◆ **TO DO**
Only a slice of the listing below is wanted. Retype the lines from the one containing "Target: white soccer jersey" through the one containing "Target: player's fingers", exactly, both ends included.

◆ **MATERIAL FOR THE TASK**
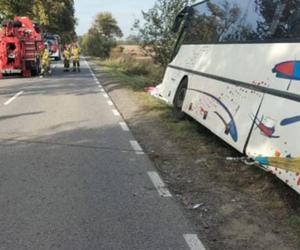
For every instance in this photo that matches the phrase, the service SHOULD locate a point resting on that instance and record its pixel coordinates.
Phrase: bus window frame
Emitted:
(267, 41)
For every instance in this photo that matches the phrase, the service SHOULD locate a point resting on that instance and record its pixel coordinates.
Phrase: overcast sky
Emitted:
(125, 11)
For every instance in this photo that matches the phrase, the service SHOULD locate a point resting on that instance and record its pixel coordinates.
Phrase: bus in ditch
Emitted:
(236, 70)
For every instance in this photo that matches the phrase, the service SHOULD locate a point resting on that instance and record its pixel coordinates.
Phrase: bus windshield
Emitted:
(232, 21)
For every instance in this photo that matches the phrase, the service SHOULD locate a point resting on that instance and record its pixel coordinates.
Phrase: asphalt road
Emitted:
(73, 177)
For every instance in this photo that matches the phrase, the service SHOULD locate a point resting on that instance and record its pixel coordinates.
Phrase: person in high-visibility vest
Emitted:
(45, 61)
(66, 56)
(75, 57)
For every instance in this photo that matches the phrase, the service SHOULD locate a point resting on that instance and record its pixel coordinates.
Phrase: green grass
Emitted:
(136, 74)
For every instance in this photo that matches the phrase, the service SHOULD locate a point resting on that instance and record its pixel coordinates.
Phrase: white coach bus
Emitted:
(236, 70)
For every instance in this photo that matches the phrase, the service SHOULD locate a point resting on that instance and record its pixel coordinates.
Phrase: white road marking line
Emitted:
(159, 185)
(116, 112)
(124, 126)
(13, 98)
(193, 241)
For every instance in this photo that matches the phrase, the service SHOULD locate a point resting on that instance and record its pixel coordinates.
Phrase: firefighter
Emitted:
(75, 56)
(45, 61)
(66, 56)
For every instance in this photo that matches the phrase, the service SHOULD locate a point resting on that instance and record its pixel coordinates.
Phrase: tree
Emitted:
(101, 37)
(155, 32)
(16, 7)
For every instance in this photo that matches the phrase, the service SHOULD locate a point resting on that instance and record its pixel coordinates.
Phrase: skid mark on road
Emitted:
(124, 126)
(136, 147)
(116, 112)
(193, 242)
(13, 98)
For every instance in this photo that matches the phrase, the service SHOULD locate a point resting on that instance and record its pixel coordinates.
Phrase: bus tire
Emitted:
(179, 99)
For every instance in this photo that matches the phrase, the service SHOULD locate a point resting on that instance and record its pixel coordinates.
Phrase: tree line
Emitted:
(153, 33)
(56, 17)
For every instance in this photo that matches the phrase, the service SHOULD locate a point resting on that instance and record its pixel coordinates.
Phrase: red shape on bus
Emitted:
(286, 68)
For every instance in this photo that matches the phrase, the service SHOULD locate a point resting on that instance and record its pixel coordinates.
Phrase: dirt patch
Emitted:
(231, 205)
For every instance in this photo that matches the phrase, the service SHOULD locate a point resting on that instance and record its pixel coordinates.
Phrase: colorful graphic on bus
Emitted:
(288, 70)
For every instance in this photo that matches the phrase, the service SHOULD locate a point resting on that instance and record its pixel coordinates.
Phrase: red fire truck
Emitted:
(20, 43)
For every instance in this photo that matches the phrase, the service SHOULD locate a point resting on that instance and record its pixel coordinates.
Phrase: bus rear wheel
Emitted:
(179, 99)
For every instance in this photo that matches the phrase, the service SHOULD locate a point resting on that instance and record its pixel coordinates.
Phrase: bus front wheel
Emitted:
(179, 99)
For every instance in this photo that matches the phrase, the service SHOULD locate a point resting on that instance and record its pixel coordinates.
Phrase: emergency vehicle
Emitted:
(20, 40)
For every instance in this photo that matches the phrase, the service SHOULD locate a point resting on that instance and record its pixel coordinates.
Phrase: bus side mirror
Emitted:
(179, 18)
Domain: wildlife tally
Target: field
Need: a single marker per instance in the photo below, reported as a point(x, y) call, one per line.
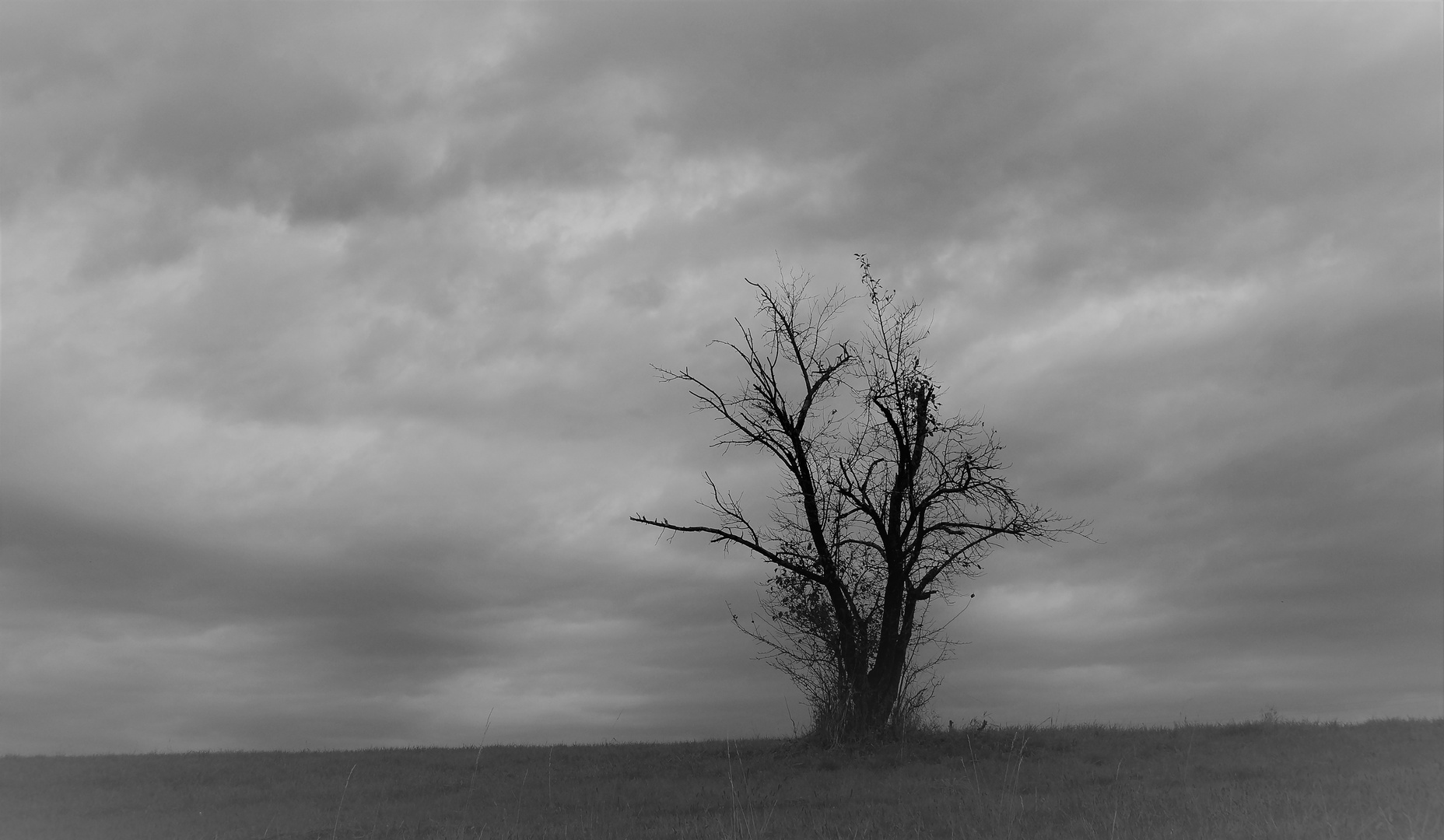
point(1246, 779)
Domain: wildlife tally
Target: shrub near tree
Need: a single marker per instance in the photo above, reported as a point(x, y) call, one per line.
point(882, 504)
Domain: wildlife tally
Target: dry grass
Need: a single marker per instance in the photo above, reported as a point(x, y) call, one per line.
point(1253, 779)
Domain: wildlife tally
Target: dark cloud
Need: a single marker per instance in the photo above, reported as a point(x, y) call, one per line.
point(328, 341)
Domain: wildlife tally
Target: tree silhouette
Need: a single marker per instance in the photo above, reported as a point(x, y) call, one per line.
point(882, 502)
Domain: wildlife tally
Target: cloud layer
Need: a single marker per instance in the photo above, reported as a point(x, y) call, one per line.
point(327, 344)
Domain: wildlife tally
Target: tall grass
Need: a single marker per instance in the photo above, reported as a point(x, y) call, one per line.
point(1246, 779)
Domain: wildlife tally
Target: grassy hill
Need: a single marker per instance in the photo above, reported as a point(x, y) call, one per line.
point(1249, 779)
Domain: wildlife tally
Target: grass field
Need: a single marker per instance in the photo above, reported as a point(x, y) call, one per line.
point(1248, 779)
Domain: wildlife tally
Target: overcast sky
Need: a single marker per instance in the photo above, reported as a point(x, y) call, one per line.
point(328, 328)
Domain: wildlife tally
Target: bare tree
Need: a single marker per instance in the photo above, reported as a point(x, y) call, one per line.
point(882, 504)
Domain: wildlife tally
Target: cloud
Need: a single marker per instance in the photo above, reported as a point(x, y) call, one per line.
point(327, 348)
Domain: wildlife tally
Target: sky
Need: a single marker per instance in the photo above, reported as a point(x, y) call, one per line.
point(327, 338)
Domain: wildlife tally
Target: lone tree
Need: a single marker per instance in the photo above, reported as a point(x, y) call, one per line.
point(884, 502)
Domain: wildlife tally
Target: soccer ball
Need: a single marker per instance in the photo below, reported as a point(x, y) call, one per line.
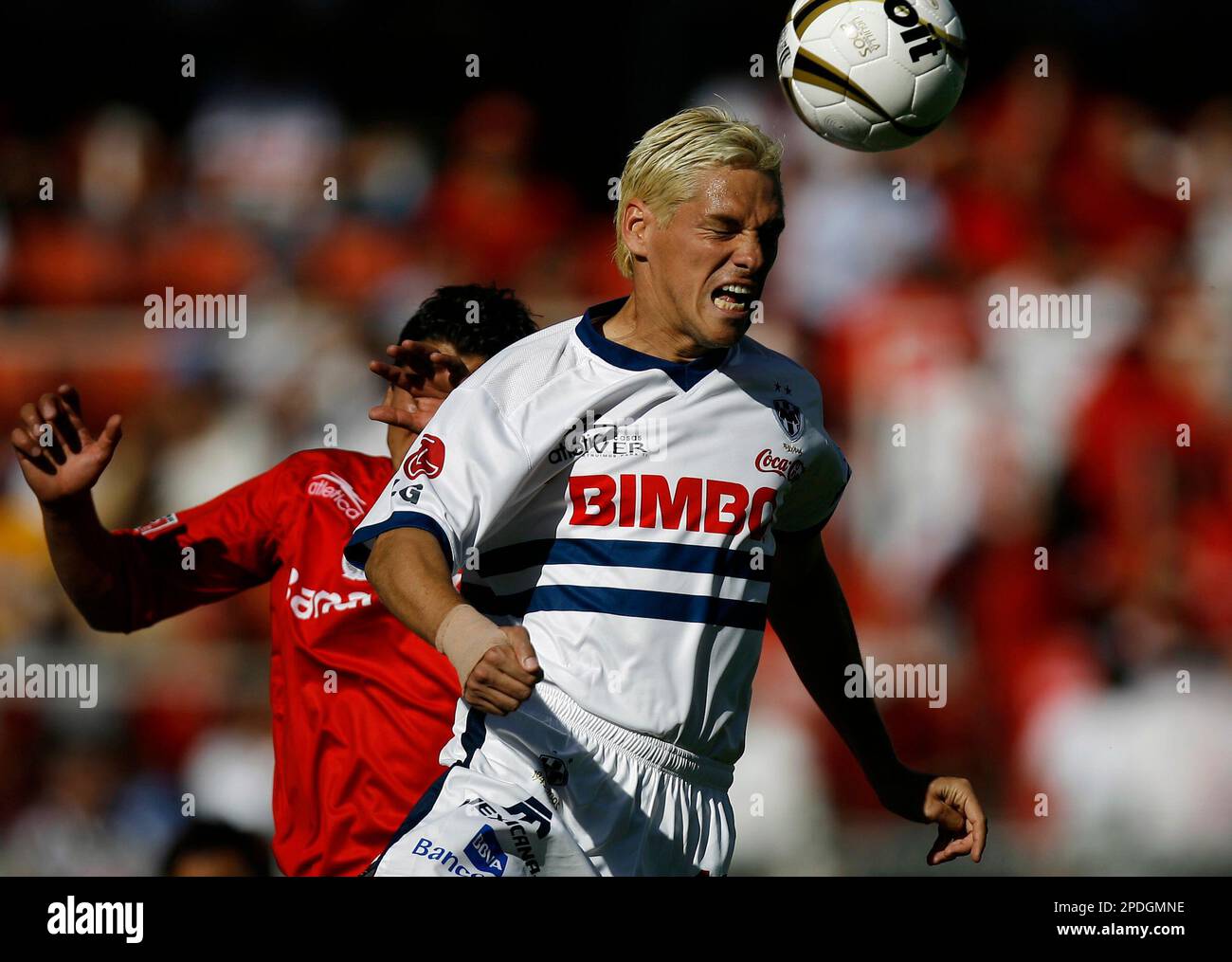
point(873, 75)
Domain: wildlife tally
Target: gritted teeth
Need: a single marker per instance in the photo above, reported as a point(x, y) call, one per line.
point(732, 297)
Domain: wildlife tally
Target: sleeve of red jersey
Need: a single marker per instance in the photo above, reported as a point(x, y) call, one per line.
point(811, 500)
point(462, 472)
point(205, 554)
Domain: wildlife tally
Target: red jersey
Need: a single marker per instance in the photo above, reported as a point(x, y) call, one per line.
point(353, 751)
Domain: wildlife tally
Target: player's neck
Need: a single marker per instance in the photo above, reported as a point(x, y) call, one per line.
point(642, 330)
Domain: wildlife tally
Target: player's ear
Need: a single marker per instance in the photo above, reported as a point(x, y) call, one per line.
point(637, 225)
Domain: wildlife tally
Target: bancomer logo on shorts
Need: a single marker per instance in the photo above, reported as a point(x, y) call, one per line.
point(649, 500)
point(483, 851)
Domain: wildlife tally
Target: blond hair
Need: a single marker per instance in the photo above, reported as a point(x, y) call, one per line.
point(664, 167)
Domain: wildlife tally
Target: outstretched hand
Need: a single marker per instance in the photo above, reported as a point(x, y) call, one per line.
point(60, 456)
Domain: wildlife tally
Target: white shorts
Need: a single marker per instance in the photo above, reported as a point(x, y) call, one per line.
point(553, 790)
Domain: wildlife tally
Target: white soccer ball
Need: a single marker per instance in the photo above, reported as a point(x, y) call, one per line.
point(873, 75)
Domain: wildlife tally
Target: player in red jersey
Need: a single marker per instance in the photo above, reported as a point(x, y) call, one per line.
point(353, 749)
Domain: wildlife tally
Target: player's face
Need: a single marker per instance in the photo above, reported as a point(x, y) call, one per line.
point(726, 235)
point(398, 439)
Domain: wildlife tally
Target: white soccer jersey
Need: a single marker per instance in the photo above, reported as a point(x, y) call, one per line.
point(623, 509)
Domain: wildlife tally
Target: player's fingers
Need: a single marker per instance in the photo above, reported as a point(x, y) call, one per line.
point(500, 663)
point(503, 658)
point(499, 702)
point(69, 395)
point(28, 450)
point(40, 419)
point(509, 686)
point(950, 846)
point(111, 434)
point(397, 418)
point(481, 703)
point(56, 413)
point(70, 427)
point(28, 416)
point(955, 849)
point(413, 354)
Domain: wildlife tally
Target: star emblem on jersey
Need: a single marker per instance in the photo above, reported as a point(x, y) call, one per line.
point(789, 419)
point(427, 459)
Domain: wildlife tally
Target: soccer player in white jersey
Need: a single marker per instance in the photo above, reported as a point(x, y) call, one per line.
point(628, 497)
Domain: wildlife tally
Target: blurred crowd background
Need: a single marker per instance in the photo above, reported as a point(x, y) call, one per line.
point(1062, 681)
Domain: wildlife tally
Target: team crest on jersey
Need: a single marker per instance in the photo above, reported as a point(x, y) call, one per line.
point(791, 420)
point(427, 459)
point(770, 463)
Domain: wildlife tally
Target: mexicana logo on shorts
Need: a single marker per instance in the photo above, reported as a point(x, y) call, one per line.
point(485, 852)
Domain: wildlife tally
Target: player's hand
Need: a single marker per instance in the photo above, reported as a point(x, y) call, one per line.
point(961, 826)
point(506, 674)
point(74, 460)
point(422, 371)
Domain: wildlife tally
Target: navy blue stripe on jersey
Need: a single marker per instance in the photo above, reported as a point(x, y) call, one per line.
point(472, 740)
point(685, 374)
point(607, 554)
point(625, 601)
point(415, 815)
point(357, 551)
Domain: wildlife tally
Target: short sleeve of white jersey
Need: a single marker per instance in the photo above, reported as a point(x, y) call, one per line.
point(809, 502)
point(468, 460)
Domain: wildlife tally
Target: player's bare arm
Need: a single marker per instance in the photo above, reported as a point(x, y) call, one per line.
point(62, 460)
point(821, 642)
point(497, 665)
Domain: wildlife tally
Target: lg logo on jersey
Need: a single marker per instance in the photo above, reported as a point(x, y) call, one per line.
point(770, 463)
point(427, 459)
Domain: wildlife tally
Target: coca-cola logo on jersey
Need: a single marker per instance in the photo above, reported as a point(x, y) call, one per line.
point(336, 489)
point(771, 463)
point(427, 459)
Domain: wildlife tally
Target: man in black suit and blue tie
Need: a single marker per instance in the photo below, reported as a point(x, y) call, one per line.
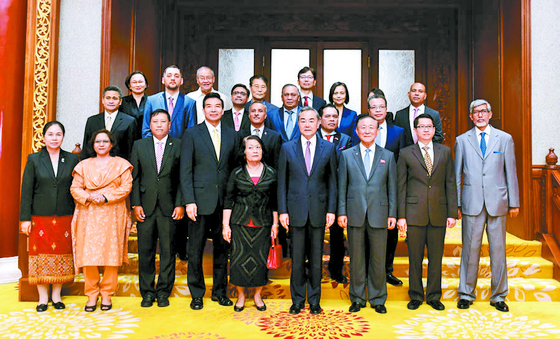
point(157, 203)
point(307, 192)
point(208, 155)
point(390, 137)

◆ **EXERCISE SOLUTION**
Target: white soccer jersey
Need: a single marker per instance in the photo above, reported as a point(x, y) call, one per line.
point(623, 509)
Domain: wildlife tally
Target: player's fingers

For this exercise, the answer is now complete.